----- Document segment

Francis Drake


Region Occupation Born Died
North America, South & Gulf Explorer, Cartographer 1542 1595

Circumnavigator. When Drake was a boy, he was apprenticed to the master of a coasting vessel. In 1570 Drake began to make voyages on his own account. During a voyage in 1572-1573, like Vasco Núñez de Balboa sixty years earlier, Drake crossed the Isthmus of Darien and first saw the Pacific Ocean. He captured a Spanish mule train carrying silver across the isthmus and returned to England a rich man.

His ambition now was to sail in the Pacific, a voyage made possible by the patronage of a number of the most powerful people in England including, probably, Queen Elizabeth I. A small squadron of five ships was assembled at Plymouth for the expedition, the objectives of which are not entirely clear. Some have conjectured that it was to found an English settlement in southernmost South America, or to find a passage through North America from the Pacific--the legendary Strait of Anian. Whatever the purpose, the ships set sail late in 1577 and reached the Atlantic to the Strait of Magellan in June the next year. Here the squadron was reduced to three ships, which passed through the strait in sixteen days, a record for the century.

----------
----- Extracted entries

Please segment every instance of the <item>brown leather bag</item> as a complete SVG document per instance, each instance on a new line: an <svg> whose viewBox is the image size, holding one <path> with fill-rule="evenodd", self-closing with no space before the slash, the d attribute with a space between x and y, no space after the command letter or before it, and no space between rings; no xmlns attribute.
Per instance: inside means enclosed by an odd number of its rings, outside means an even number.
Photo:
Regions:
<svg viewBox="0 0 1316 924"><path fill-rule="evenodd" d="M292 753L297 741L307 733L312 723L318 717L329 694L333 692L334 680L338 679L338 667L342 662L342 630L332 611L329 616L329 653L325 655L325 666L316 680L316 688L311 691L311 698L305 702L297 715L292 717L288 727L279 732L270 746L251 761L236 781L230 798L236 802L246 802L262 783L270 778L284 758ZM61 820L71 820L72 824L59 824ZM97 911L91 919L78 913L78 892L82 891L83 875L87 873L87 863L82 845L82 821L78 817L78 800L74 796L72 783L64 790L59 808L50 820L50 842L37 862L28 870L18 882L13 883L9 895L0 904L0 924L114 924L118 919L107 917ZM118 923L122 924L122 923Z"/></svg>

----------

Given problem A: Render this sentence from the Francis Drake text in Spanish: "In 1570 Drake began to make voyages on his own account."
Given problem B: Extend the Francis Drake text, picking up after its final sentence.
The listing has no connection to the Francis Drake text.

Final answer A: En 1570, Drake comenzó a realizar viajes por su propia cuenta.

Final answer B:
As they entered the Pacific, the ships met a severe storm, which drove them southward and led to the discovery of Drake Passage, the body of water between Tierra del Fuego and Antarctica. One ship was lost, and another returned to England while Drake, in the Golden Hind, progressed northward along the Pacific coast of South America. With the help of pilots he picked up along the way and stores he took from ships and Spanish settlements that he raided, Drake reached the North Pacific. Taking a captured vessel in tow, the Golden Hind sailed to the midlatitudes in this ocean beyond any settlement in New Spain and farther north than any previous expedition. Drake returned to 38 north latitude to an area in present-day California that he designated Nova Albion.

After sojourning there for five weeks the Golden Hind set sail across the Pacific. Navigating by way of Palau and the Philippines, Drake reached the Moluccas in November. After many adventures in the Indian Ocean, Drake returned via the Atlantic to Plymouth, arriving on 26 September 1580. His was the first expedition to circumnavigate the earth in which the commander himself returned to report his accomplishment (Magellan died on the way). The "Famous Voyage," as it became known, was the greatest of many achievements.

In 1585-1586 Drake took a large fleet to the West Indies and in 1587 delayed the Spanish armada by raiding Cadiz. [Delivered Ralph Lane and some Roanoke settlers to England -- June 19 to July 20/Plymouth] When the armada came into the Channel in July 1588, Drake, serving as vice admiral of the English fleet, greatly distinguished himself in defeating the invaders.

Drake sailed once more to the West Indies in 1595; he died of dysentery at sea.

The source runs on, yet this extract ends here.